■ **AIM**
All of the material below is to be retyped exactly.

■ **DATA**
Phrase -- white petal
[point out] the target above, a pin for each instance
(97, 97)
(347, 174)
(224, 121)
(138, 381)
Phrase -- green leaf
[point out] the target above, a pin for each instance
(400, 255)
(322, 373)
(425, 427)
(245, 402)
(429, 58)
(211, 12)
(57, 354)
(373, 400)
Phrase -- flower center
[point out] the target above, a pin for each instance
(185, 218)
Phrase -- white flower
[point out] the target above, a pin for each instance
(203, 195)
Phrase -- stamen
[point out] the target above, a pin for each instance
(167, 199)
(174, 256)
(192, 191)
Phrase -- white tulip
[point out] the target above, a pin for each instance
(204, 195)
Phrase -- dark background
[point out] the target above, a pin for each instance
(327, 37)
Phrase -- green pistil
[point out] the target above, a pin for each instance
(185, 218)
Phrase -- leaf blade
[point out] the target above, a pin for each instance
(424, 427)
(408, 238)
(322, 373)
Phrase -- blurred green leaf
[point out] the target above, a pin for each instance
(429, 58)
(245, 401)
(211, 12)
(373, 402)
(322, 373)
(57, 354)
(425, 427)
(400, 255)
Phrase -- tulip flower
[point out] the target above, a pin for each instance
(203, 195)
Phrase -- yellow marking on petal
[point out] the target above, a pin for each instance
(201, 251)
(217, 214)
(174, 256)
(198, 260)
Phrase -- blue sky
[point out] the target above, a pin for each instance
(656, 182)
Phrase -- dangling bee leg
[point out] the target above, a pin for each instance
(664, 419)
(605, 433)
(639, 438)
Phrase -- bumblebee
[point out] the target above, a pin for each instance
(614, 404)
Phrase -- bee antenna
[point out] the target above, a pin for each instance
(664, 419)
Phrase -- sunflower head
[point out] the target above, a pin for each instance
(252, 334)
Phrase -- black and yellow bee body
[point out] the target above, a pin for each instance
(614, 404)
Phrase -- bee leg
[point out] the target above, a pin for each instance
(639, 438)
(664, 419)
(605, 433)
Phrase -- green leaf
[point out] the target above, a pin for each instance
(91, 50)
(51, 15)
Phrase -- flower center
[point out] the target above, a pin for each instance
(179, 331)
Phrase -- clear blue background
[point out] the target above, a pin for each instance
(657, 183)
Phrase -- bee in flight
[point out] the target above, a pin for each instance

■ **SOLUTION TO THIS PROBLEM**
Phrase -- white petal
[point out] the target above, a pin for each instance
(97, 97)
(347, 174)
(224, 121)
(138, 381)
Phrase -- green leaf
[point out] the target above, a pin for each instance
(400, 255)
(322, 373)
(425, 427)
(245, 402)
(429, 58)
(211, 12)
(57, 354)
(373, 400)
Phrase -- flower center
[point out] the target above, a pin for each instance
(185, 218)
Phrase -- white flower
[point out] the target above, a pin for each instance
(203, 195)
Phrase -- stamen
[point out] the target above, a pin for each instance
(167, 199)
(174, 256)
(192, 191)
Phrase -- white tulip
[point out] the target above, a pin for each instance
(204, 195)
Phrase -- dark background
[point out] the target above, a pin for each instance
(327, 37)
Phrase -- green pistil
[point out] the target above, a pin for each instance
(185, 218)
Phrase -- leaf blade
[point out] the target above, a pin for each instance
(424, 427)
(408, 238)
(322, 373)
Phrase -- blurred green leaf
[point out] the target above, a pin for each instance
(429, 58)
(245, 401)
(211, 12)
(373, 402)
(322, 373)
(57, 354)
(425, 427)
(400, 255)
Phrase -- tulip flower
[point out] the target above, a pin for each instance
(203, 195)
Phrase -- yellow marking on petal
[point out] the target above, a pin for each instance
(201, 251)
(217, 214)
(174, 256)
(198, 260)
Phrase -- blue sky
[point out] the target above, a pin for each instance
(656, 182)
Phrase -- dangling bee leg
[point out] the target above, a pin for each instance
(664, 419)
(605, 433)
(639, 438)
Phrase -- bumblebee
[point out] the target above, a pin for each instance
(614, 404)
Phrase -- bee antenna
[point out] the target above, a pin for each instance
(664, 419)
Phrase -- sunflower head
[point out] the target above, a pin for each instance
(252, 334)
Phrase -- black and yellow bee body
[point out] the target above, a pin for each instance
(614, 404)
Phrase -- bee leg
[point out] the target above, a pin for each instance
(639, 438)
(664, 419)
(605, 433)
Phrase -- green leaf
[point out] the target above, a pin for each instance
(91, 50)
(51, 15)
Phrase -- flower center
[point out] the target above, a pin for each instance
(179, 331)
Phrase -- clear blue background
[point out] the target above, a pin for each instance
(657, 183)
Phrase -- bee in flight
[point out] the target above, a pin for each instance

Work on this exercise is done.